→ Extract:
+--

Below is a sample coding challenge (and accompanying solution code) for a unit in the molecular genomics curriculum I developed as a Helen Fellow at the AMNH. The assembly program algorithm was inspired by an assignment I encountered in Stanford University’s CS107 Intro to Systems course (the defrag assignment, now retired).


sequence assembly: so many ways to put the pieces together!

It’s the moment you’ve been waiting for! How, exactly, do we go about assembling two nucleotide sequences? You might consider these steps en route to developing your final answer:

  • look for common base pairs between both sequences – at the beginning of one and the end of the other
  • if a single common bp is found, step into both sequences and compare second and second-to-last bps
  • rinse and repeat, tracking the length of the maximal overlap between both sequences

OUR SOLUTION:

str2 = 'ATGCG'
str1 = 'TGC'

def find_ind(seq1, seq2):
    match_length = 0
    max_match = 0

    for i in range(0, len(seq2)):
        for j in range(0, len(seq1)):
            if seq2[i] == seq1[j]:
                #print('match found' + str(i) + str(j))
                match_length = len(seq1) - j
                #print(match_length)
                if seq1[j:] == seq2[i:i+match_length]:
                    #print(seq1[j:])
                    if match_length > max_match:
                        max_match = match_length
                        str1_start = j
                        str2_start = i
                else:
                    continue
    return (max_match, str1_start, str2_start)

def reassembler(seq1, seq2, start2):
    return(seq1 + seq2[start2:])


def assemble(seq1, seq2): 
    str1_start = 0
    str2_start = 0
    ##one seq is completely contained within the other
    if seq1.find(seq2) > 0:
        return seq1
    elif seq2.find(seq1) > 0:
        return seq2
    
    soln1 = find_ind(seq1, seq2)
    soln2 = find_ind(seq2, seq1)
    print(soln1, soln2)
    if soln1[0] > soln2[0]:
        print(reassembler(seq1, seq2, soln2[2]))
    else:
        print(reassembler(seq2, seq1, soln1[2]))



assemble(str1, str2)

What if we wanted to assemble 3 fragments? How could we call on our function for two fragments to accomplish this?

+--

→ Data records:
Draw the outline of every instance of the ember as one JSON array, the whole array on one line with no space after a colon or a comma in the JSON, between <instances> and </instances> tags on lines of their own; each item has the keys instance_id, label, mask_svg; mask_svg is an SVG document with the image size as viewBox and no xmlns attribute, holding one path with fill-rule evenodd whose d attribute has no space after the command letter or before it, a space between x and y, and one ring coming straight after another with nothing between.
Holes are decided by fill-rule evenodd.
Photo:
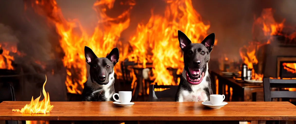
<instances>
[{"instance_id":1,"label":"ember","mask_svg":"<svg viewBox=\"0 0 296 124\"><path fill-rule=\"evenodd\" d=\"M28 114L46 114L49 113L52 110L54 106L50 105L50 100L49 100L49 94L46 93L44 89L44 86L46 83L47 78L45 75L45 82L43 84L42 92L44 96L44 99L42 101L39 101L41 95L35 100L33 100L33 97L31 100L31 102L29 105L27 104L20 110L19 109L12 109L12 111L14 112L20 112L23 113Z\"/></svg>"},{"instance_id":2,"label":"ember","mask_svg":"<svg viewBox=\"0 0 296 124\"><path fill-rule=\"evenodd\" d=\"M287 70L289 72L293 73L296 73L296 63L283 63L284 69Z\"/></svg>"}]
</instances>

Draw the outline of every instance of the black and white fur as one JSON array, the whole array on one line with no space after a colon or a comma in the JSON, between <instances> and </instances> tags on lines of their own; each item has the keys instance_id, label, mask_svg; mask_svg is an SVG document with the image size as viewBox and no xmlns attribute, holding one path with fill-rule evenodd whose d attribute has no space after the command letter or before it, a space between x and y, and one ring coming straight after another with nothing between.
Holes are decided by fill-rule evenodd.
<instances>
[{"instance_id":1,"label":"black and white fur","mask_svg":"<svg viewBox=\"0 0 296 124\"><path fill-rule=\"evenodd\" d=\"M208 71L208 62L214 46L215 34L209 35L200 44L192 43L187 36L180 30L178 31L178 37L180 47L184 52L184 66L175 100L180 102L209 100L210 95L213 94L213 92ZM195 75L189 74L189 69L196 70ZM197 71L198 73L196 72ZM197 81L190 81L199 80L198 79L202 80L199 80L197 83ZM187 80L189 81L188 81ZM191 83L189 82L189 81ZM196 85L194 83L199 83Z\"/></svg>"},{"instance_id":2,"label":"black and white fur","mask_svg":"<svg viewBox=\"0 0 296 124\"><path fill-rule=\"evenodd\" d=\"M87 80L82 92L83 101L115 101L113 68L118 62L119 53L117 48L113 49L106 58L98 58L89 47L84 47L86 62L89 65Z\"/></svg>"}]
</instances>

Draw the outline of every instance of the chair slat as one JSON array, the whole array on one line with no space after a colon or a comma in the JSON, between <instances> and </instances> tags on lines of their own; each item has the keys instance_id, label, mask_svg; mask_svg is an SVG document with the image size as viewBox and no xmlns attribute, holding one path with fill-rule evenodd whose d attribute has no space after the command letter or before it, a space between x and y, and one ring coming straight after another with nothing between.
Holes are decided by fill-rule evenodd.
<instances>
[{"instance_id":1,"label":"chair slat","mask_svg":"<svg viewBox=\"0 0 296 124\"><path fill-rule=\"evenodd\" d=\"M296 84L296 80L269 79L269 83Z\"/></svg>"},{"instance_id":2,"label":"chair slat","mask_svg":"<svg viewBox=\"0 0 296 124\"><path fill-rule=\"evenodd\" d=\"M296 92L287 91L276 91L270 92L271 98L296 98Z\"/></svg>"}]
</instances>

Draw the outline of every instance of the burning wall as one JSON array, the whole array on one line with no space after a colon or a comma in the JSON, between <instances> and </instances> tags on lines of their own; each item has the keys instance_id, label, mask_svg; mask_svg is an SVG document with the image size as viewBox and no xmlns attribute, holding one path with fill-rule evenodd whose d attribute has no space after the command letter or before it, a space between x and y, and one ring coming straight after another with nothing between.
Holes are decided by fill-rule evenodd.
<instances>
[{"instance_id":1,"label":"burning wall","mask_svg":"<svg viewBox=\"0 0 296 124\"><path fill-rule=\"evenodd\" d=\"M62 75L62 72L59 74L61 74L60 75L61 77L66 78L65 84L68 92L77 94L81 93L82 84L86 80L87 75L83 49L84 46L90 47L100 57L104 57L112 48L117 47L121 49L120 61L127 58L130 61L143 63L140 64L144 65L145 63L152 62L155 67L152 71L155 74L153 78L155 82L160 84L176 85L178 82L172 79L172 76L168 74L166 69L168 67L176 68L180 72L183 67L182 54L176 39L177 30L182 30L194 42L200 42L208 33L215 33L219 43L215 46L211 54L210 62L217 59L219 56L217 54L220 53L227 54L230 60L232 59L231 56L239 57L239 49L243 44L252 40L252 28L250 27L254 22L253 14L260 13L265 7L265 5L261 5L278 2L270 1L265 3L256 0L230 0L227 2L215 0L164 0L161 2L158 0L151 2L94 0L90 5L92 5L92 7L95 10L94 11L95 12L94 13L96 15L92 16L94 18L90 18L92 22L94 18L97 18L98 20L94 24L89 24L91 26L89 26L91 27L86 28L85 25L89 22L89 16L86 16L87 19L73 19L76 18L77 14L68 11L65 13L72 14L65 16L65 9L61 9L59 5L63 2L64 4L69 6L74 4L69 1L24 1L26 10L22 13L25 14L26 16L15 15L22 17L23 18L22 19L11 18L12 22L22 21L12 25L23 27L22 29L26 29L26 30L23 29L17 30L22 33L28 32L21 35L23 36L22 43L18 46L17 49L27 55L23 58L33 57L20 60L26 62L30 60L33 62L33 63L45 63L46 68L53 64L52 62L48 62L49 60L55 60L53 62L55 64L58 63L56 61L61 61L62 66L66 70L61 69L60 71L64 71L65 75ZM287 2L285 1L283 3ZM24 3L20 3L16 6L19 8L18 11L22 12ZM154 6L150 3L157 4ZM6 5L9 4L12 4L7 2ZM79 4L75 4L79 6ZM137 7L138 4L141 5ZM146 6L148 7L146 8ZM80 7L89 8L92 6ZM152 8L154 9L150 12L149 10ZM39 15L33 14L32 9ZM257 11L254 12L257 10ZM17 13L13 10L14 11L7 12L9 14L6 16L9 17L11 16L9 15ZM1 11L7 11L4 9ZM80 14L83 14L82 13ZM152 13L151 15L150 13ZM202 17L206 19L204 20L210 21L203 21ZM141 17L146 20L138 19ZM26 23L29 26L25 27L19 24L28 20L30 23ZM1 21L9 23L7 20ZM208 22L211 22L210 28ZM28 32L30 29L34 29L35 31ZM32 35L33 32L35 35ZM247 45L245 49L256 49L256 47L255 45ZM252 49L247 50L249 51L248 52L250 55L253 54ZM12 52L10 51L10 53ZM250 58L255 62L255 59ZM61 65L56 65L56 67ZM121 74L119 65L118 64L115 69L116 74L120 77ZM52 69L46 70L55 74L58 73L58 70ZM49 78L50 75L48 76L49 81L51 79ZM63 80L62 78L59 80Z\"/></svg>"},{"instance_id":2,"label":"burning wall","mask_svg":"<svg viewBox=\"0 0 296 124\"><path fill-rule=\"evenodd\" d=\"M117 3L127 7L115 17L106 14L112 9L115 1L96 2L93 7L99 19L91 35L86 32L78 20L66 19L55 1L25 1L25 8L31 6L36 12L45 17L50 26L55 27L61 37L59 43L65 54L62 61L67 68L66 85L68 92L73 93L81 94L86 81L84 51L79 49L81 46L91 47L99 57L105 57L117 47L120 48L121 60L127 58L144 67L146 62L152 63L154 67L152 78L155 82L176 85L177 82L174 82L167 68L176 68L180 72L184 66L181 53L176 42L177 31L182 30L193 42L197 43L207 35L210 27L202 22L191 0L166 0L164 16L152 14L147 24L138 24L136 34L131 37L128 44L124 44L119 38L122 31L129 27L130 11L135 4L133 1ZM131 51L129 51L129 45ZM120 77L122 74L119 65L117 65L115 72Z\"/></svg>"}]
</instances>

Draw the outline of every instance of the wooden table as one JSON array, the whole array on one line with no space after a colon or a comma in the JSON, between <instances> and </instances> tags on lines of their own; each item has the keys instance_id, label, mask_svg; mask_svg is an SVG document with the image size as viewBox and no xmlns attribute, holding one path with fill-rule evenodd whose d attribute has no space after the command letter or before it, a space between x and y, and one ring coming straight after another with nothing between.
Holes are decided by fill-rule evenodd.
<instances>
[{"instance_id":1,"label":"wooden table","mask_svg":"<svg viewBox=\"0 0 296 124\"><path fill-rule=\"evenodd\" d=\"M22 114L12 111L29 102L0 103L0 120L296 120L296 106L287 102L229 102L218 109L207 108L201 102L135 102L132 106L124 107L108 102L52 102L54 107L49 114Z\"/></svg>"},{"instance_id":2,"label":"wooden table","mask_svg":"<svg viewBox=\"0 0 296 124\"><path fill-rule=\"evenodd\" d=\"M223 75L220 72L216 71L211 71L211 77L213 84L215 85L215 80L218 81L218 94L224 94L225 95L225 100L230 101L230 87L232 87L233 93L232 94L231 101L251 102L256 101L264 101L263 93L263 83L251 83L242 81L241 82L238 82L233 78L227 77L223 76ZM227 95L225 92L225 85L228 86L227 89L228 92ZM212 87L215 88L216 87ZM215 93L215 89L213 89L214 93ZM258 92L261 94L257 94ZM261 95L259 98L256 98L256 96ZM256 100L256 99L257 99Z\"/></svg>"}]
</instances>

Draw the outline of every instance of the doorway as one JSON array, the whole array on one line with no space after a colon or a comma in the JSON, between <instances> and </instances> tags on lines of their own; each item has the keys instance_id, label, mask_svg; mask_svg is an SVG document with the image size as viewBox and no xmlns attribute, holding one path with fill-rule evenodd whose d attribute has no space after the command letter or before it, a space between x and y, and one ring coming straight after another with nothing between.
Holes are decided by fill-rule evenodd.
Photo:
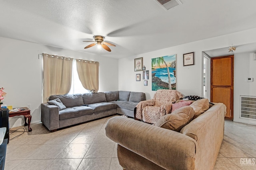
<instances>
[{"instance_id":1,"label":"doorway","mask_svg":"<svg viewBox=\"0 0 256 170\"><path fill-rule=\"evenodd\" d=\"M211 58L211 102L227 107L225 118L233 120L234 55Z\"/></svg>"},{"instance_id":2,"label":"doorway","mask_svg":"<svg viewBox=\"0 0 256 170\"><path fill-rule=\"evenodd\" d=\"M211 58L203 52L203 89L202 96L210 101Z\"/></svg>"}]
</instances>

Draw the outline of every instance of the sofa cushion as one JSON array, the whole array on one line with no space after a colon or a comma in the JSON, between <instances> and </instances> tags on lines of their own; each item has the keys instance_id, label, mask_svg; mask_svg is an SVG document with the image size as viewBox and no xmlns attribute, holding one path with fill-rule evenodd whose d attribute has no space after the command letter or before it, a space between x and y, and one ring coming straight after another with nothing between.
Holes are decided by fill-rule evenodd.
<instances>
[{"instance_id":1,"label":"sofa cushion","mask_svg":"<svg viewBox=\"0 0 256 170\"><path fill-rule=\"evenodd\" d=\"M101 102L89 104L88 106L93 109L94 113L116 109L116 105L110 102Z\"/></svg>"},{"instance_id":2,"label":"sofa cushion","mask_svg":"<svg viewBox=\"0 0 256 170\"><path fill-rule=\"evenodd\" d=\"M79 117L92 113L93 109L92 108L83 106L68 107L61 110L59 112L60 120Z\"/></svg>"},{"instance_id":3,"label":"sofa cushion","mask_svg":"<svg viewBox=\"0 0 256 170\"><path fill-rule=\"evenodd\" d=\"M138 103L132 102L127 101L118 100L117 101L111 101L110 102L116 104L117 107L127 110L134 111L134 108L138 104Z\"/></svg>"},{"instance_id":4,"label":"sofa cushion","mask_svg":"<svg viewBox=\"0 0 256 170\"><path fill-rule=\"evenodd\" d=\"M52 100L50 100L47 102L48 104L52 105L55 105L59 107L59 110L63 110L67 108L65 105L63 104L61 101L58 98L56 98Z\"/></svg>"},{"instance_id":5,"label":"sofa cushion","mask_svg":"<svg viewBox=\"0 0 256 170\"><path fill-rule=\"evenodd\" d=\"M186 101L185 100L181 100L178 103L175 103L172 105L172 113L174 111L182 107L183 106L189 106L192 102L190 101Z\"/></svg>"},{"instance_id":6,"label":"sofa cushion","mask_svg":"<svg viewBox=\"0 0 256 170\"><path fill-rule=\"evenodd\" d=\"M118 91L104 92L107 102L116 101L118 100L119 92Z\"/></svg>"},{"instance_id":7,"label":"sofa cushion","mask_svg":"<svg viewBox=\"0 0 256 170\"><path fill-rule=\"evenodd\" d=\"M129 98L129 102L139 103L143 100L144 93L142 92L131 92Z\"/></svg>"},{"instance_id":8,"label":"sofa cushion","mask_svg":"<svg viewBox=\"0 0 256 170\"><path fill-rule=\"evenodd\" d=\"M161 117L155 126L179 132L192 120L195 111L190 106L182 107Z\"/></svg>"},{"instance_id":9,"label":"sofa cushion","mask_svg":"<svg viewBox=\"0 0 256 170\"><path fill-rule=\"evenodd\" d=\"M128 92L126 91L119 91L118 100L119 100L128 102L129 101L129 98L130 97L130 92Z\"/></svg>"},{"instance_id":10,"label":"sofa cushion","mask_svg":"<svg viewBox=\"0 0 256 170\"><path fill-rule=\"evenodd\" d=\"M106 96L103 92L85 93L83 94L83 100L84 104L106 102Z\"/></svg>"},{"instance_id":11,"label":"sofa cushion","mask_svg":"<svg viewBox=\"0 0 256 170\"><path fill-rule=\"evenodd\" d=\"M52 95L49 100L51 100L56 98L59 98L67 107L84 105L81 94Z\"/></svg>"},{"instance_id":12,"label":"sofa cushion","mask_svg":"<svg viewBox=\"0 0 256 170\"><path fill-rule=\"evenodd\" d=\"M196 113L193 119L196 119L209 109L209 100L202 99L196 100L190 105Z\"/></svg>"}]
</instances>

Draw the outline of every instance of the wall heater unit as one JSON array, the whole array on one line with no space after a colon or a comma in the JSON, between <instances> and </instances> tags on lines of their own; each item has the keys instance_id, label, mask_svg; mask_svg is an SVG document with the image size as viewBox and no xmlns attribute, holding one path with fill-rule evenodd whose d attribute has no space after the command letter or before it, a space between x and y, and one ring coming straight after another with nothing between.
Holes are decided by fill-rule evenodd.
<instances>
[{"instance_id":1,"label":"wall heater unit","mask_svg":"<svg viewBox=\"0 0 256 170\"><path fill-rule=\"evenodd\" d=\"M240 96L239 117L256 120L256 96Z\"/></svg>"}]
</instances>

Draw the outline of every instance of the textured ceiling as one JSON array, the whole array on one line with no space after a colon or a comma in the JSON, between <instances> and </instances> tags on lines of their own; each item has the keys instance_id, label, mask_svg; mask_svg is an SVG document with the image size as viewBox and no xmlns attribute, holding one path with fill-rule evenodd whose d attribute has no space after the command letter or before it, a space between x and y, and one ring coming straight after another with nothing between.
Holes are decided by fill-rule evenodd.
<instances>
[{"instance_id":1,"label":"textured ceiling","mask_svg":"<svg viewBox=\"0 0 256 170\"><path fill-rule=\"evenodd\" d=\"M255 0L180 1L0 0L0 36L119 59L256 27ZM116 47L84 49L95 35Z\"/></svg>"}]
</instances>

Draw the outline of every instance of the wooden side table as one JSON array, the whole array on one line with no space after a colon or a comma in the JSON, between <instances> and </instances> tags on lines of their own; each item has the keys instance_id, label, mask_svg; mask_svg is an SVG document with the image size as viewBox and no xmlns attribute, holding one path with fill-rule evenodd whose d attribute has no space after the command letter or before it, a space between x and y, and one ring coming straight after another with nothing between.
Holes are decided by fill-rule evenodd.
<instances>
[{"instance_id":1,"label":"wooden side table","mask_svg":"<svg viewBox=\"0 0 256 170\"><path fill-rule=\"evenodd\" d=\"M23 115L25 119L25 126L28 125L28 130L29 132L32 131L32 129L30 127L30 122L31 121L31 117L30 115L30 110L27 107L20 107L20 109L18 111L9 111L9 117L13 117L15 116L20 116ZM27 118L28 118L28 123L27 123Z\"/></svg>"}]
</instances>

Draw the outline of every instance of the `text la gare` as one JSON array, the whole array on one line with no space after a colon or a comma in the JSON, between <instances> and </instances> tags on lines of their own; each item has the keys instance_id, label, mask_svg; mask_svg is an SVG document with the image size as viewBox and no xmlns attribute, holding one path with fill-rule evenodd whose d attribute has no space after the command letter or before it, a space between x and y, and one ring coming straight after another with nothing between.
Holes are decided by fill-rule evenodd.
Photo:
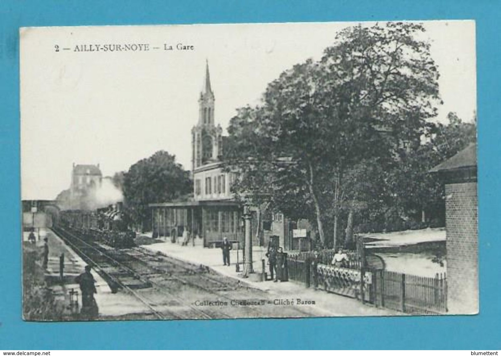
<instances>
[{"instance_id":1,"label":"text la gare","mask_svg":"<svg viewBox=\"0 0 501 356\"><path fill-rule=\"evenodd\" d=\"M194 51L195 46L192 45L186 45L183 43L178 43L175 46L164 43L163 44L164 51Z\"/></svg>"}]
</instances>

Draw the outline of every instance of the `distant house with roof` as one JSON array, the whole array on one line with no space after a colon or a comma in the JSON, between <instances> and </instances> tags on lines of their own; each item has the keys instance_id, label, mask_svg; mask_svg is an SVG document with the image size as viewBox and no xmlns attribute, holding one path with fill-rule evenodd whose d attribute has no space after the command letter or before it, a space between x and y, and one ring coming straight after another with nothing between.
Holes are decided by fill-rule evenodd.
<instances>
[{"instance_id":1,"label":"distant house with roof","mask_svg":"<svg viewBox=\"0 0 501 356\"><path fill-rule=\"evenodd\" d=\"M435 167L445 184L447 305L451 313L478 312L476 144Z\"/></svg>"},{"instance_id":2,"label":"distant house with roof","mask_svg":"<svg viewBox=\"0 0 501 356\"><path fill-rule=\"evenodd\" d=\"M103 175L99 164L77 164L73 163L70 186L70 199L74 207L79 208L79 202L88 192L101 186Z\"/></svg>"}]
</instances>

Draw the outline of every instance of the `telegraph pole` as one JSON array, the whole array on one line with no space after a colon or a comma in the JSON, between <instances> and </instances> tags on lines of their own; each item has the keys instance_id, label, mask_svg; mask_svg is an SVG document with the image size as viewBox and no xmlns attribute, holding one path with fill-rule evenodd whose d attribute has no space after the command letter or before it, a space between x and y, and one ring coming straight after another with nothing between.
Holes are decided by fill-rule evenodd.
<instances>
[{"instance_id":1,"label":"telegraph pole","mask_svg":"<svg viewBox=\"0 0 501 356\"><path fill-rule=\"evenodd\" d=\"M245 248L243 250L243 277L247 278L250 273L254 272L252 266L252 236L250 231L250 219L252 215L250 213L249 206L247 205L243 206L243 219L245 226Z\"/></svg>"}]
</instances>

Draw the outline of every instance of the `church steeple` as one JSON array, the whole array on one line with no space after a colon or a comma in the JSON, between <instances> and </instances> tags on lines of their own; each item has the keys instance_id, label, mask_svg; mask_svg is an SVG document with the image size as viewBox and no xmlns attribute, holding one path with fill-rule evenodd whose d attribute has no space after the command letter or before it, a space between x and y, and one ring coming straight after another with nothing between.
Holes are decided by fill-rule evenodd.
<instances>
[{"instance_id":1,"label":"church steeple","mask_svg":"<svg viewBox=\"0 0 501 356\"><path fill-rule=\"evenodd\" d=\"M210 75L209 73L209 62L205 61L205 77L203 86L198 99L199 114L198 125L211 127L214 126L214 93L210 87Z\"/></svg>"},{"instance_id":2,"label":"church steeple","mask_svg":"<svg viewBox=\"0 0 501 356\"><path fill-rule=\"evenodd\" d=\"M216 161L222 154L222 129L214 123L214 98L210 86L209 63L198 99L198 123L191 129L192 171Z\"/></svg>"},{"instance_id":3,"label":"church steeple","mask_svg":"<svg viewBox=\"0 0 501 356\"><path fill-rule=\"evenodd\" d=\"M205 60L205 78L203 82L203 88L202 88L201 95L210 94L213 97L214 93L210 88L210 74L209 73L209 61Z\"/></svg>"}]
</instances>

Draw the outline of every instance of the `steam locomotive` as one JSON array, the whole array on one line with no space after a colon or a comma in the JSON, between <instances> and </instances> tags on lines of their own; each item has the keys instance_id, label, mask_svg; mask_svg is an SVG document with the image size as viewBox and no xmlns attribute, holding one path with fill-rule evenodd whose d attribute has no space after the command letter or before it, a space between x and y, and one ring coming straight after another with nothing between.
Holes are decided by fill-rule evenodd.
<instances>
[{"instance_id":1,"label":"steam locomotive","mask_svg":"<svg viewBox=\"0 0 501 356\"><path fill-rule=\"evenodd\" d=\"M69 210L60 213L59 223L89 241L116 248L135 246L136 233L128 228L121 203L95 210Z\"/></svg>"}]
</instances>

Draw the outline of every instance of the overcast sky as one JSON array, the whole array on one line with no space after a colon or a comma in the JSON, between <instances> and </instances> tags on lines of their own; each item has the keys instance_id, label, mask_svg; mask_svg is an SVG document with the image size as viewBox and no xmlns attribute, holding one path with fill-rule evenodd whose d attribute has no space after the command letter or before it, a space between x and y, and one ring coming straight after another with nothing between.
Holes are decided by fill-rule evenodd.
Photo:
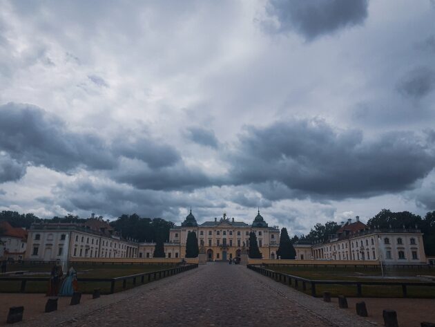
<instances>
[{"instance_id":1,"label":"overcast sky","mask_svg":"<svg viewBox=\"0 0 435 327\"><path fill-rule=\"evenodd\" d=\"M291 234L435 210L435 1L0 1L0 209Z\"/></svg>"}]
</instances>

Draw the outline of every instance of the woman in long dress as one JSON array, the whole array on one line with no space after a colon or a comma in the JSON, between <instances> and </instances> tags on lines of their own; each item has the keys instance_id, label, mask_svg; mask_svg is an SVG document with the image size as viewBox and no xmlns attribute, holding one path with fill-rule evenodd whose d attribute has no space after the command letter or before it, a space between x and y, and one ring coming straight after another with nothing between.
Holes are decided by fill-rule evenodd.
<instances>
[{"instance_id":1,"label":"woman in long dress","mask_svg":"<svg viewBox=\"0 0 435 327\"><path fill-rule=\"evenodd\" d=\"M59 295L61 297L72 297L72 293L78 290L77 286L77 272L72 267L70 267L66 274L66 278L64 279Z\"/></svg>"}]
</instances>

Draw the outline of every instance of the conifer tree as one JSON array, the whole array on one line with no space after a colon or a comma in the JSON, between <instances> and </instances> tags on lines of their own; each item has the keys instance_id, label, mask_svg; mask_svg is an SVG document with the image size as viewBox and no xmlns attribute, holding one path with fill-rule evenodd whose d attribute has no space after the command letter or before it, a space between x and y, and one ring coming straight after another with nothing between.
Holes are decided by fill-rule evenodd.
<instances>
[{"instance_id":1,"label":"conifer tree","mask_svg":"<svg viewBox=\"0 0 435 327\"><path fill-rule=\"evenodd\" d=\"M200 253L198 247L198 239L195 232L187 233L187 240L186 240L186 257L196 258Z\"/></svg>"},{"instance_id":2,"label":"conifer tree","mask_svg":"<svg viewBox=\"0 0 435 327\"><path fill-rule=\"evenodd\" d=\"M280 237L280 247L276 252L276 255L281 259L295 259L296 251L293 247L287 229L283 227L281 230L281 236Z\"/></svg>"},{"instance_id":3,"label":"conifer tree","mask_svg":"<svg viewBox=\"0 0 435 327\"><path fill-rule=\"evenodd\" d=\"M154 247L154 253L153 254L154 258L164 258L164 243L162 239L159 238L155 241L155 247Z\"/></svg>"},{"instance_id":4,"label":"conifer tree","mask_svg":"<svg viewBox=\"0 0 435 327\"><path fill-rule=\"evenodd\" d=\"M249 233L249 258L262 258L260 250L258 250L258 244L257 243L257 236L253 232Z\"/></svg>"}]
</instances>

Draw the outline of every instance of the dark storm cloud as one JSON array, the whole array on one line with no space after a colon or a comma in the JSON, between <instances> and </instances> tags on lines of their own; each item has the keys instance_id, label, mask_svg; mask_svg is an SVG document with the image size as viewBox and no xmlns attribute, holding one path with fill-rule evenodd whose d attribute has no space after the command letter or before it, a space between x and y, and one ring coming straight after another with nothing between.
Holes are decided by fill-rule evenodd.
<instances>
[{"instance_id":1,"label":"dark storm cloud","mask_svg":"<svg viewBox=\"0 0 435 327\"><path fill-rule=\"evenodd\" d=\"M230 156L234 183L278 182L302 196L330 199L398 192L435 166L433 152L412 133L365 141L359 131L336 131L319 120L249 127Z\"/></svg>"},{"instance_id":2,"label":"dark storm cloud","mask_svg":"<svg viewBox=\"0 0 435 327\"><path fill-rule=\"evenodd\" d=\"M368 0L270 0L268 13L278 19L280 32L296 30L307 40L361 24Z\"/></svg>"},{"instance_id":3,"label":"dark storm cloud","mask_svg":"<svg viewBox=\"0 0 435 327\"><path fill-rule=\"evenodd\" d=\"M190 127L187 129L187 137L201 145L217 148L219 144L218 138L213 131L201 127Z\"/></svg>"},{"instance_id":4,"label":"dark storm cloud","mask_svg":"<svg viewBox=\"0 0 435 327\"><path fill-rule=\"evenodd\" d=\"M18 180L25 174L26 166L0 153L0 183Z\"/></svg>"},{"instance_id":5,"label":"dark storm cloud","mask_svg":"<svg viewBox=\"0 0 435 327\"><path fill-rule=\"evenodd\" d=\"M61 171L116 165L99 138L71 132L57 116L37 106L9 103L0 106L0 150L20 162Z\"/></svg>"},{"instance_id":6,"label":"dark storm cloud","mask_svg":"<svg viewBox=\"0 0 435 327\"><path fill-rule=\"evenodd\" d=\"M419 67L409 71L397 84L398 91L404 96L419 99L435 88L435 72L427 67Z\"/></svg>"}]
</instances>

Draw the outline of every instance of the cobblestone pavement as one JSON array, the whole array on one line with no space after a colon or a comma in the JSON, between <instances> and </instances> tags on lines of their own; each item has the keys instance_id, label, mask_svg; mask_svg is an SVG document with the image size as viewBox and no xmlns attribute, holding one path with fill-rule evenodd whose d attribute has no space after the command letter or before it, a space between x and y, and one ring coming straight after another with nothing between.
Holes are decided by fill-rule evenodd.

+--

→ Description of the task:
Reproduce the part of the sequence assembly text from "soln1 = find_ind(seq1, seq2)" up to and including "assemble(str1, str2)".

→ Answer section:
soln1 = find_ind(seq1, seq2)
    soln2 = find_ind(seq2, seq1)
    print(soln1, soln2)
    if soln1[0] > soln2[0]:
        print(reassembler(seq1, seq2, soln2[2]))
    else:
        print(reassembler(seq2, seq1, soln1[2]))



assemble(str1, str2)